EXERCISE:
Reproduce the data below line for line, without altering anything.

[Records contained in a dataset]
* BEGIN *

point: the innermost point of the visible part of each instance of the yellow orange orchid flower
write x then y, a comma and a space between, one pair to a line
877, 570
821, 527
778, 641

* END *

ANSWER TO THIS TASK:
point: the innermost point of the visible part of each instance of the yellow orange orchid flower
write x then y, a comma and a space between, one pair to a line
877, 570
821, 527
778, 641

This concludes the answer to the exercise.